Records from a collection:
+--

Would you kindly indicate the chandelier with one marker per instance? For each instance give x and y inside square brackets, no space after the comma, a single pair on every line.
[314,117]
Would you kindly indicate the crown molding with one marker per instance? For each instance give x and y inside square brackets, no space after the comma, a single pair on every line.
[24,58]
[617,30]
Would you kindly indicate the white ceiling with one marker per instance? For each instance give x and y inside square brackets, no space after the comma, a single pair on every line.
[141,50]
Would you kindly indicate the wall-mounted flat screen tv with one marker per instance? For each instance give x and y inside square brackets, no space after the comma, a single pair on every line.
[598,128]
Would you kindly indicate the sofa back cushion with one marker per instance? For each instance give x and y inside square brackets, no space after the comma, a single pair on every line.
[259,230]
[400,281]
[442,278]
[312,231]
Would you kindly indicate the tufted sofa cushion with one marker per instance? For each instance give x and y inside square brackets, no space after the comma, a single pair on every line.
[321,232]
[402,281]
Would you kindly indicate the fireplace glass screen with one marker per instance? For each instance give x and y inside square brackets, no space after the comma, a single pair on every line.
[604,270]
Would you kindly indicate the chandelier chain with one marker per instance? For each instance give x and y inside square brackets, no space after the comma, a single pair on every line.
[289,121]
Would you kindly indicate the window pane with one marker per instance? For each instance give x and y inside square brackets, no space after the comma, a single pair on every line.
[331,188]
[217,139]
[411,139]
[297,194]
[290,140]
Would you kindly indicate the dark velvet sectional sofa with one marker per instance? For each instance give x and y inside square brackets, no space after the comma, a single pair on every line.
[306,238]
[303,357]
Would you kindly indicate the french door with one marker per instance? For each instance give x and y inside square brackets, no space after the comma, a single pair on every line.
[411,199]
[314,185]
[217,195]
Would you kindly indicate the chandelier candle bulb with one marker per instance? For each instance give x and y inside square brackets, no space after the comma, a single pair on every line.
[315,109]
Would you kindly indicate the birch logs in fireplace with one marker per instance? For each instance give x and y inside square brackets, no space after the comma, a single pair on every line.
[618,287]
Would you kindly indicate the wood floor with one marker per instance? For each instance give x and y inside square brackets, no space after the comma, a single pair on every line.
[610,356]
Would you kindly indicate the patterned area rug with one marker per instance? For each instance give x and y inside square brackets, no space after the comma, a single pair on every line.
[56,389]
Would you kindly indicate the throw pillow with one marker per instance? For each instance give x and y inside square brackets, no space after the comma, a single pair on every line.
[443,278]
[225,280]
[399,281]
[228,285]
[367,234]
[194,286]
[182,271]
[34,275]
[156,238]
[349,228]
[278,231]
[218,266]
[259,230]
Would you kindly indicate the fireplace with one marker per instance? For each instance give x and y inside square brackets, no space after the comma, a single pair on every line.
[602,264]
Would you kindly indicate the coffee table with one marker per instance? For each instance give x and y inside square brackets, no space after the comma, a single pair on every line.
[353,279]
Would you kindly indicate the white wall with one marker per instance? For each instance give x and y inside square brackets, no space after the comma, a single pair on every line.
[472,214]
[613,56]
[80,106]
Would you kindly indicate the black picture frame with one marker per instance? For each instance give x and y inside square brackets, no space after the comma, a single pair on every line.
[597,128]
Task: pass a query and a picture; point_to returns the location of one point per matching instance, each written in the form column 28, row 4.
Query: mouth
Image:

+--

Description of the task: Set down each entry from above once more, exactly as written.

Output of the exercise:
Would you kindly indicate the chandelier with one marker per instance? For each instance give x and y inside square brackets, no space after the comma, a single pair on every line.
[314,117]
Would you kindly indicate the crown molding with one marker per instance? For each instance give x and y inside square brackets, no space after the comma, a single pair on every line.
[24,58]
[617,30]
Would you kindly indicate the white ceiling with one marker per instance? For each instance give x and y inside square brackets, no space after the comma, a single pair on every line.
[141,50]
Would you kindly indicate the wall-mounted flat screen tv with one marker per instance? For each instance give x and y inside square brackets, no space after the comma, a single pair on every line.
[598,128]
Would you kindly indicate the sofa back cushion with one marker per instance? For each instance give x and y inside square brackets, no space after the comma, a single pair on every line.
[259,230]
[400,281]
[442,278]
[312,231]
Would you kindly indicate the tufted sofa cushion with one marker per instance? For each instance give x and y inside square brackets, no space after the comma, a single pair on every line.
[321,232]
[402,281]
Would you kindly indicate the fireplace glass screen with one marker per instance? For each instance give x and y inside square brackets, no space after the comma, a single pair on every line.
[604,270]
Would you kindly indicate the chandelier chain with one marker per instance? For each instance give x and y inside square brackets, no space after the comma, a single pair on every line.
[289,121]
Would you kindly indicate the window pane with one marker per instance? For each instance give x and y inside square brackets, no space after the comma, a single pair on every line.
[331,188]
[217,139]
[411,139]
[297,194]
[290,140]
Would you kindly indicate the dark velvet sectional sofa with one marker per instance? For each instance give x and y inside square brackets, no space after the comma, a single pair on every line.
[306,238]
[303,357]
Would you kindly indicate the french door with one marker per instance? For each instance give x and y inside square brackets, no space after the comma, a single pair on every line.
[411,199]
[314,185]
[217,195]
Would you kindly indicate the chandelier candle bulb with one marker per instance? For each instance give x and y inside square brackets, no space after the comma, a single pair on every line.
[315,109]
Would you kindly indicate the birch logs in fireplace with one marker per instance? For each instance give x and y inside square brackets, no space after the comma, a single pair on every line.
[618,287]
Would you kindly indicate the wood floor with one marker per instance? For each instance give x and y inside square brackets, no space after the comma, a single pair on every line.
[610,356]
Would you kindly indicate the patterned area rug with one marker per instance? For each instance give x and y inside square brackets, no space after the comma, a single pair on every line.
[56,389]
Would you kindly indicate the throw pillow with one marker per instance? For each instance give x and y inside square brackets, no space after the comma, a single pair on every line.
[443,278]
[225,280]
[399,281]
[228,285]
[367,234]
[194,286]
[182,271]
[34,275]
[156,238]
[349,228]
[278,231]
[218,266]
[259,230]
Would you kindly indicate the fireplace with one marker per instance? For each instance give x and y inside square brackets, no space after the comma, a single pair on every line.
[602,264]
Would you kindly indicate the coffee table with one marker per instance? For each instance give x and y inside square brackets, no space after the comma, a single pair on every line.
[353,279]
Would you kindly indicate the white wall with one marker per instance? For each instance give x and y inside square brackets, no space after the comma, a single pair on every line.
[472,214]
[613,56]
[80,106]
Would you kindly indicate the black picture frame with one marker per instance? For each instance give x and y inside square brackets, no space after the comma, a single pair on every line.
[597,128]
Task: pass a query and a picture; point_to returns the location of one point per matching instance, each written in the form column 28, row 4.
Query: mouth
Image:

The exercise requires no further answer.